─── DATA FOR THE TASK ───
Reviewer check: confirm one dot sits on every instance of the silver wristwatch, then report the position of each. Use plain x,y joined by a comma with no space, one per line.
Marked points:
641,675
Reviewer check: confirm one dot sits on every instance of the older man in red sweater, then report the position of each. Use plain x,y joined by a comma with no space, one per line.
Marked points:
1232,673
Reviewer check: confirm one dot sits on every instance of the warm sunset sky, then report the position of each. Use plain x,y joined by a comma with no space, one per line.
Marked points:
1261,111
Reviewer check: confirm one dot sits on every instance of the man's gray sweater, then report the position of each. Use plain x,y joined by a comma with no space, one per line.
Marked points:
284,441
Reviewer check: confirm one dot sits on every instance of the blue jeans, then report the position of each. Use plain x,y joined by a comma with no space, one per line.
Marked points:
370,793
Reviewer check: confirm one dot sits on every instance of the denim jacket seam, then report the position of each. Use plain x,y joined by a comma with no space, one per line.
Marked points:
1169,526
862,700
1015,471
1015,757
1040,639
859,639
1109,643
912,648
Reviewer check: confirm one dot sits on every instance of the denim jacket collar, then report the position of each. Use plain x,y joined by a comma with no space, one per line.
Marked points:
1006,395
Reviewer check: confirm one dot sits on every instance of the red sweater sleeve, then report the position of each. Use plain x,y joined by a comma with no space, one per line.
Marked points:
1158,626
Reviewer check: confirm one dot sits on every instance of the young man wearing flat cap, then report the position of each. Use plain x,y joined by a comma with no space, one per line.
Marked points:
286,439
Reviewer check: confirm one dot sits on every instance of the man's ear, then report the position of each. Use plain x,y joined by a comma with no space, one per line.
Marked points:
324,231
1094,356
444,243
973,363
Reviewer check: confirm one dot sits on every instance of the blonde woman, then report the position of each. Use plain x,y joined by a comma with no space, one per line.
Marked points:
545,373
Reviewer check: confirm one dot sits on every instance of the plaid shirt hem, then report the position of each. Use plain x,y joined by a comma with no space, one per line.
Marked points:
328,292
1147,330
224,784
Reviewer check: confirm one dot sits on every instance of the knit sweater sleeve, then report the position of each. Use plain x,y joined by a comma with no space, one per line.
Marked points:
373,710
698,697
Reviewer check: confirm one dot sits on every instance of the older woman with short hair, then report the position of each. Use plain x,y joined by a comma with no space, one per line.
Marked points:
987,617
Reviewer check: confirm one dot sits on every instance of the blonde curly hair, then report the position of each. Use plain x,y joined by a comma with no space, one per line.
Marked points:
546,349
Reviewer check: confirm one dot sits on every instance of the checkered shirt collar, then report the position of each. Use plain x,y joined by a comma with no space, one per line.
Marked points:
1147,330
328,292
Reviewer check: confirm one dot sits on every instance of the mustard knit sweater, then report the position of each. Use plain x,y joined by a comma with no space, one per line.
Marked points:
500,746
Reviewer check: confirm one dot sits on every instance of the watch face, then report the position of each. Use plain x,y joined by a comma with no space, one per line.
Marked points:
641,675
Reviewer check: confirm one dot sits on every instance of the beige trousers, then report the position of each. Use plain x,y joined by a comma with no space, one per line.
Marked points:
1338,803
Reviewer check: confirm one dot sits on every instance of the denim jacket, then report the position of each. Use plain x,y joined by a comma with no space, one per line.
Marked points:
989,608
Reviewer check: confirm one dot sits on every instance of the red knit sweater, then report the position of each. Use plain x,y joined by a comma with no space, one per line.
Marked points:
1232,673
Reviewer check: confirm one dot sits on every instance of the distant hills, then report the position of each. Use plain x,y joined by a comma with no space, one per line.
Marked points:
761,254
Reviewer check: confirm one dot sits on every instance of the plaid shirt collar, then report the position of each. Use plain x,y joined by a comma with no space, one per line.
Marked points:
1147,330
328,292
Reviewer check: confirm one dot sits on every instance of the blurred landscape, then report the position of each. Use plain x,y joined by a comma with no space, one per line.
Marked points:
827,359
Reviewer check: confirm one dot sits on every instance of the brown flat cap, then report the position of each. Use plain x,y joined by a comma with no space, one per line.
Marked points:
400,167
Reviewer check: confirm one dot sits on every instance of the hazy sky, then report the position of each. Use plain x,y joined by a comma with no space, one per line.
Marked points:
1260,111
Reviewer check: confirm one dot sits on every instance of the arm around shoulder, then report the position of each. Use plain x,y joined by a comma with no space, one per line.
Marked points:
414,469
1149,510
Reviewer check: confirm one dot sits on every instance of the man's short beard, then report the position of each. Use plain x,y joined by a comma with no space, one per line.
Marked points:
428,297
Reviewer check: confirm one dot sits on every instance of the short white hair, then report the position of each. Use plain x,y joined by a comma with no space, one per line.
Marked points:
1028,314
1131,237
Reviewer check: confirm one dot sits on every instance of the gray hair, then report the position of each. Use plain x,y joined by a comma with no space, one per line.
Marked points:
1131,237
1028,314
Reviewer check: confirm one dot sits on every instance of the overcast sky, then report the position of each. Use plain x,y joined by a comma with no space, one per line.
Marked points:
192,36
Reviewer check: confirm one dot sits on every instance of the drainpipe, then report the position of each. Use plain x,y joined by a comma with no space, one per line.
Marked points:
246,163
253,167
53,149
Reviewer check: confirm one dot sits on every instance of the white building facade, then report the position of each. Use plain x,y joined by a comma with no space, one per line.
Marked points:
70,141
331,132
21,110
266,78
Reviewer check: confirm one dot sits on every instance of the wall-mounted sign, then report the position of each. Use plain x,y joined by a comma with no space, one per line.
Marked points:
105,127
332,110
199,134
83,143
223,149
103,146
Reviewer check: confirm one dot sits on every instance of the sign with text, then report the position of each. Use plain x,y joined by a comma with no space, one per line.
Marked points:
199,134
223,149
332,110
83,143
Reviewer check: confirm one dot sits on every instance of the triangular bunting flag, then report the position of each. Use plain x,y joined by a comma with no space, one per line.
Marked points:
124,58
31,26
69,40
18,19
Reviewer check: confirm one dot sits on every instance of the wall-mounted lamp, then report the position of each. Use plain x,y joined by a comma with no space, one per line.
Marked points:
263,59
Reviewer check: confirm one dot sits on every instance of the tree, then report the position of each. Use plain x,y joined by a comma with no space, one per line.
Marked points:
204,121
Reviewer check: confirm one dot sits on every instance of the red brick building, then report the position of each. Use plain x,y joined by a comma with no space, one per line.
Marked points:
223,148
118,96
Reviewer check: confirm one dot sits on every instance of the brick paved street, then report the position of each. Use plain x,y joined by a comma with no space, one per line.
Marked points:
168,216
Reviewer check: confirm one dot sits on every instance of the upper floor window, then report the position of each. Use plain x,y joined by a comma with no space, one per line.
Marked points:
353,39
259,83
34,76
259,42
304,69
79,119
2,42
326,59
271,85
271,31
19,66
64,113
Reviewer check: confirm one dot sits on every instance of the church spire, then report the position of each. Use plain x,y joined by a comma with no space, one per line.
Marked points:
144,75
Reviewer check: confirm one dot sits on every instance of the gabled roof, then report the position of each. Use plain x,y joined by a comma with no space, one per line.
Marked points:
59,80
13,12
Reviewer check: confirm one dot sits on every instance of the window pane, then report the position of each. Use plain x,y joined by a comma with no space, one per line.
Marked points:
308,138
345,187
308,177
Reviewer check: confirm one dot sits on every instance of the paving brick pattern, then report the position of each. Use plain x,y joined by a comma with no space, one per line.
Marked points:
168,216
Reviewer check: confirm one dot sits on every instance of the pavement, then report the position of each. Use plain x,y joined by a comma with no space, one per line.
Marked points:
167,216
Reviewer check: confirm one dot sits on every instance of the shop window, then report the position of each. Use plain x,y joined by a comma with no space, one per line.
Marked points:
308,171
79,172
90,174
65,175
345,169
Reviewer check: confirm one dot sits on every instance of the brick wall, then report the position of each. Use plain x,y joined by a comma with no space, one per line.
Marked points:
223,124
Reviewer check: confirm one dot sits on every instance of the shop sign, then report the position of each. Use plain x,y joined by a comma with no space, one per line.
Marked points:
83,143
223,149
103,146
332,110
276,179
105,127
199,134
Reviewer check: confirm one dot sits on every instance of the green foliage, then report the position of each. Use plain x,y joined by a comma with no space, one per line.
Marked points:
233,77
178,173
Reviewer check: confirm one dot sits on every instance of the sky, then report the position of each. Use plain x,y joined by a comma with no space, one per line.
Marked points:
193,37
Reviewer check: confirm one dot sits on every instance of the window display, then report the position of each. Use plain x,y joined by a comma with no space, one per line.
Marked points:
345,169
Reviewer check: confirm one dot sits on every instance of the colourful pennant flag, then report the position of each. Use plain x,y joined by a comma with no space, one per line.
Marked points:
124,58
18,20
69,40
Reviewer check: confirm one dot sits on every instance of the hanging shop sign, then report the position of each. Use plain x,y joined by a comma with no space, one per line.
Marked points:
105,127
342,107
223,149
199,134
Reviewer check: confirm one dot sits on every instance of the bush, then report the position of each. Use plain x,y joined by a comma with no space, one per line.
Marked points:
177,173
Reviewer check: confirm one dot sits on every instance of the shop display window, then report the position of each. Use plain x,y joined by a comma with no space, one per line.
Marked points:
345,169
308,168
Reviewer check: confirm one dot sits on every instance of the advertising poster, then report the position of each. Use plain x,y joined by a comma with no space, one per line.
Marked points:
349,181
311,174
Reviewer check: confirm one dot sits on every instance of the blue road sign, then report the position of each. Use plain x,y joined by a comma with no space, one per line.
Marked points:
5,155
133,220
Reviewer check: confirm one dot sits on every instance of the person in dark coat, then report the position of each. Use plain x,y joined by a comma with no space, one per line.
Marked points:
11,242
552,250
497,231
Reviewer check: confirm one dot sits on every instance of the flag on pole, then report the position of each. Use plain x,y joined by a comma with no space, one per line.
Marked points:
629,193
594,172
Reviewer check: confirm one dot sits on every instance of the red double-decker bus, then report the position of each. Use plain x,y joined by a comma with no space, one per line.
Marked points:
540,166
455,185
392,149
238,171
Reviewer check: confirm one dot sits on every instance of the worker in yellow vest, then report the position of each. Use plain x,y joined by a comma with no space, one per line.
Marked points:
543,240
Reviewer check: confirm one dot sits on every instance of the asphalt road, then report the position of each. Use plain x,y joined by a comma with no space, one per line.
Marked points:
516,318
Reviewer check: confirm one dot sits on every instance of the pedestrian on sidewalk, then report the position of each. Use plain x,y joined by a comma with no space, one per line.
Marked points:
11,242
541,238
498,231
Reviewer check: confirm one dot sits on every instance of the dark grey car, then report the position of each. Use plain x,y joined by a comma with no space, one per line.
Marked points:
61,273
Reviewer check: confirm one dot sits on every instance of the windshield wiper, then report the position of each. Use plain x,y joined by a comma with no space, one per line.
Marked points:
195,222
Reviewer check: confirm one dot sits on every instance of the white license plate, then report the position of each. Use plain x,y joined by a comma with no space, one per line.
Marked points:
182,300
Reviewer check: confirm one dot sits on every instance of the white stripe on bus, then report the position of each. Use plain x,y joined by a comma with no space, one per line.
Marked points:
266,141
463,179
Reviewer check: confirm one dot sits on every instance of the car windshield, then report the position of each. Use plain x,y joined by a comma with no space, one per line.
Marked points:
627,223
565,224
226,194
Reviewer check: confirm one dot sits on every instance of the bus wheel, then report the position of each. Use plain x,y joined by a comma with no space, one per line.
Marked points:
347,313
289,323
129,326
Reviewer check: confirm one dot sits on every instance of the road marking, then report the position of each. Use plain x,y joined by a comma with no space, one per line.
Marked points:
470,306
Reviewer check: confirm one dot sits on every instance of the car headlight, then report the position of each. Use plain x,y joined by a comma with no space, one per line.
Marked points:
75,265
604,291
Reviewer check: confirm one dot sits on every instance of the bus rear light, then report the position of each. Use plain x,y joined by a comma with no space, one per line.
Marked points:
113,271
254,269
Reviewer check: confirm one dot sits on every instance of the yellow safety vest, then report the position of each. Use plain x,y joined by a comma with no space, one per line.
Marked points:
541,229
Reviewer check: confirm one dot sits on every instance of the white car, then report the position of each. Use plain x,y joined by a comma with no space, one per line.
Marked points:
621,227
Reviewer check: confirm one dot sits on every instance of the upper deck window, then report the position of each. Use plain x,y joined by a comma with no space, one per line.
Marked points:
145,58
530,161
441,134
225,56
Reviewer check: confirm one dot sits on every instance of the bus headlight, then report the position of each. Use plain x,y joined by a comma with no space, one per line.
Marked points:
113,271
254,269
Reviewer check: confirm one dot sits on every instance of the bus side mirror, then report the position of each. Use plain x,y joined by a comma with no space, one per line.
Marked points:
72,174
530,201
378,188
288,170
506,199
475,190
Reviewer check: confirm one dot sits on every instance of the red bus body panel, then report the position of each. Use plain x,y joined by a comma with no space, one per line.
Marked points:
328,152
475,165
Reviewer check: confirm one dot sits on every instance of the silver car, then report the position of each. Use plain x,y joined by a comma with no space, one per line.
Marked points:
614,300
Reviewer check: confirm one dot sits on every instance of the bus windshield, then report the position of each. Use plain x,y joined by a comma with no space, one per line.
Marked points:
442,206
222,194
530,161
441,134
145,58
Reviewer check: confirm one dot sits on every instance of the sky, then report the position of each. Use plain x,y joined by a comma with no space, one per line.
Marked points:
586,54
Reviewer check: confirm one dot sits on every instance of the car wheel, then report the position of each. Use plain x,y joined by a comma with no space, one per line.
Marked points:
───
WHAT THE TASK ASKS. Your task is to output exactly the lines running from the one with "of the yellow" through the final line of the material above, with both ends included.

EXERCISE OUTPUT.
Reviewer check: confirm one dot sits on every instance of the yellow safety vest, then report the position of each. Use plain x,y joined by a comma with no space, one per line.
Marked points:
541,229
Reviewer check: confirm one dot sits on every instance of the white car, then report the position of each. Use plain x,y joined by a comma with no space, one per line.
Marked points:
621,227
Reviewer check: confirm one dot sits on every instance of the upper deck window, then report the position of each. Use plain x,y joined by a comma with no space, one per line.
Marked points:
145,58
530,161
441,134
225,56
Reviewer check: confirm one dot sits on every instance of the bus headlight, then report the position of each. Use plain x,y joined by a comma with no space, one per line.
Marked points:
113,271
254,269
Reviewer check: confirm one dot sits on every instance of the bus side mirror, then report the position of each. Use plain x,y joined by a comma with no space, one per line.
Marked points:
72,174
530,201
378,188
288,170
506,199
475,190
Reviewer check: confirm one dot sits on every instance of the red bus body panel, then report the position of each. Use plain x,y joined by a comma with no space, one per line.
Marked points:
328,152
475,165
Reviewer check: confirm one dot sits on every instance of the silver car, then report the position of each. Use plain x,y joined by a comma with no space, one per line.
Marked points:
614,300
Reviewer check: confirm one dot sits on every instance of the bus windshield, then report the position of each. Use plain x,y joined by a comma with no space, one per line.
Marked points:
442,206
222,194
530,161
441,134
145,58
Reviewer check: confirm one dot sits on every instance of the sky, then report the position of each. Use plain x,y joined by a comma with no space, one per line.
Marked points:
586,54
Reviewer check: confirm one dot sits on every instance of the car wheel, then report the position of each. Use plain x,y joined by a comma with no space, one per line.
Marked points:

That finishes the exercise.